* start Data for this task *

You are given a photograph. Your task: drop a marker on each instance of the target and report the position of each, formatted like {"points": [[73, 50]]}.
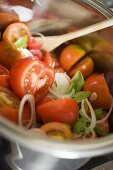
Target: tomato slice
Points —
{"points": [[97, 83], [86, 66], [70, 55], [9, 105], [30, 75], [15, 31], [57, 130], [60, 110]]}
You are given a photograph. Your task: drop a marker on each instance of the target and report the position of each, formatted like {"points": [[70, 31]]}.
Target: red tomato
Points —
{"points": [[15, 31], [97, 83], [37, 53], [9, 54], [86, 66], [70, 56], [4, 81], [30, 75], [32, 43], [3, 70], [60, 110], [47, 58], [4, 77], [9, 105]]}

* end Data for this task *

▸ **Instruction**
Lay out the listing above as a JSON list of strings, one string per line and no strings for blank lines, covering the whole listing. Leave out the picture placeholder lines.

▸ **Response for this exercise**
[
  "You are given a photograph. Your task: drop a marker on each instance of the target and report the position of each, formatted like {\"points\": [[73, 50]]}.",
  "Target: tomato slice",
  "Points —",
  "{\"points\": [[97, 83], [86, 66], [70, 55], [9, 105], [30, 75], [15, 31], [57, 130], [60, 110]]}",
  "You are given a photograph. Your task: drop a marker on each instance of the target and report the position of each, formatted like {\"points\": [[70, 31]]}.",
  "Target: red tomato",
  "Points —",
  "{\"points\": [[15, 31], [97, 83], [37, 53], [9, 54], [86, 66], [70, 56], [4, 81], [30, 75], [32, 43], [3, 70], [60, 110], [47, 58], [4, 77], [9, 105]]}"
]